== Extrait du document ==

Un bon processus décisionnel suppose nécessairement une réglementation à jour, complète et claire, mais celle-ci ne saurait couvrir dans tous leurs aspects les questions auxquelles une autorité de sûreté sera confrontée. Il y aura toujours des lacunes, des interprétations divergentes et des situations inattendues. C'est pourquoi l'organisme réglementaire suivra généralement des critères assez généraux qui structurent sa doctrine en matière de sûreté.

L'un de ces critères est le niveau de sûreté et de protection de l'environnement à exiger par l'autorité de sûreté. Les déclarations visant le niveau de base du critère de protection varient selon les pays de l'OCDE, mais tous s'accordent à reconnaître qu'il est impossible d'atteindre un risque zéro dans les activités nucléaires. On trouvera ci-dessous certains des critères concernant le niveau de base de protection dans les pays de l'OCDE :

  • pas de risque déraisonnable,
  • protection appropriée de la santé et de la sûreté du public,
  • niveau de risque le plus bas qu'il soit raisonnablement possible d'atteindre,
  • sûreté aussi élevée que cela est raisonnablement réalisable,
  • risque limité par l'utilisation des meilleures technologies à des coûts économiquement acceptables.

===
== Données présentées ==

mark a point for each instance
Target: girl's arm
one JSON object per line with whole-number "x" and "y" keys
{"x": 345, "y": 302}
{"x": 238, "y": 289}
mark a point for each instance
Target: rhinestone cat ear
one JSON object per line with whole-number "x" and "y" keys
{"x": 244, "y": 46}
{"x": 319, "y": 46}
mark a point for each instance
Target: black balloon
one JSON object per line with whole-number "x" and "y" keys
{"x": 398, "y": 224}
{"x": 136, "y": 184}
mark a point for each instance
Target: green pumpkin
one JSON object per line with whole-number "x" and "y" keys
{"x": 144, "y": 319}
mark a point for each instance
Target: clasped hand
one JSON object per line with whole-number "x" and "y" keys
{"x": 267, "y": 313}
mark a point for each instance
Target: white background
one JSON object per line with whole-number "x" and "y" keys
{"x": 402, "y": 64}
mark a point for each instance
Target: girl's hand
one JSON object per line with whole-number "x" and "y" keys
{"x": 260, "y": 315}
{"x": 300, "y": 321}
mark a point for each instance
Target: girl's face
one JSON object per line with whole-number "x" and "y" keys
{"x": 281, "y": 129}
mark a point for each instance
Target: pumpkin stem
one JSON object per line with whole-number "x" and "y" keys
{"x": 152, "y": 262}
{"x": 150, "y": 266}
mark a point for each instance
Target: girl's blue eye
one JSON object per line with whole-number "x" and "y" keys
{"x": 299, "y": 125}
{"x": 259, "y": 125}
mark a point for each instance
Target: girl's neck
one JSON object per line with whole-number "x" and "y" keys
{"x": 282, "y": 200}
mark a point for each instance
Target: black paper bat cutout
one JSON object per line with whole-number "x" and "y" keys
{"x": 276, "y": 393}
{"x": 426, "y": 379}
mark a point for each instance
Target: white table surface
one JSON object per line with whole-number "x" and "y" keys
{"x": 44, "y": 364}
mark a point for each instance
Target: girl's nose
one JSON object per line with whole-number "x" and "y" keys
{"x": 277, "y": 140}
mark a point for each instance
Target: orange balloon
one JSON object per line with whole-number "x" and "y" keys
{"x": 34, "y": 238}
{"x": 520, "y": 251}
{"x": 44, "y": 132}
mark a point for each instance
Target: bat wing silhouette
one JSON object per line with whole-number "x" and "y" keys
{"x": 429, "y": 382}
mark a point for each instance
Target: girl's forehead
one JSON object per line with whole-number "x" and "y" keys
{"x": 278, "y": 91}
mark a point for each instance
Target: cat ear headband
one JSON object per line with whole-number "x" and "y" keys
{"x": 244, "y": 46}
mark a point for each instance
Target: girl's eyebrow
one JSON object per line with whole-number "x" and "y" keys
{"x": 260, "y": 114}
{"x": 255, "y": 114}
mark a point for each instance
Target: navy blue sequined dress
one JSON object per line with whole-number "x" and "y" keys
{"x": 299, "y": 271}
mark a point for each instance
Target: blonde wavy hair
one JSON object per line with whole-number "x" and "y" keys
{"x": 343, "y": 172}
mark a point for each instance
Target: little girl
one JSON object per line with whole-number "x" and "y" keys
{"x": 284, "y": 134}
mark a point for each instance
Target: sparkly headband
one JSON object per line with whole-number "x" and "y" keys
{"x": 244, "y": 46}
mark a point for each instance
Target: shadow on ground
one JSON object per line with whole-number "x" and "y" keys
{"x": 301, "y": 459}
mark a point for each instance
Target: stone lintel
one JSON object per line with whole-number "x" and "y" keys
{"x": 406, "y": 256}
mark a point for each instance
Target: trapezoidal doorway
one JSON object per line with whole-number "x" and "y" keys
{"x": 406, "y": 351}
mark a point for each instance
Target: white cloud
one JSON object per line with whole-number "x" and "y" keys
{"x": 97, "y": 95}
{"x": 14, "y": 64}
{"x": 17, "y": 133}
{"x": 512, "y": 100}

===

▸ Objectif
Veuillez reprendre l'extrait sur les critères de sûreté des autorités nucléaires après son dernier point et en rédiger la suite.

▸ En réponse
On est donc amené à s'interroger sur le critère à utiliser concernant le niveau d'assurance que les critères de sûreté requis sont bien respectés. Ici encore, on trouve différentes formulations de ce dernier critère dans les pays de l'OCDE, mais tous admettent qu'une assurance absolue est hors de portée. La plupart des pays se sont dotés d'une variante d'un critère « d'assurance raisonnable ».

Il convient de considérer ces critères comme des critères qualitatifs souhaitables plutôt que comme des prescriptions de sûreté quantitatives qui doivent être respectées. En pratique, ils correspondent à ce que d'aucuns pourraient appeler des « normes implicites ». C'est de l'accumulation de peutêtre plusieurs centaines de décisions concrètes antérieures et de la jurisprudence portant sur plusieurs années qu'émergera une définition de travail du sens à donner à ces critères.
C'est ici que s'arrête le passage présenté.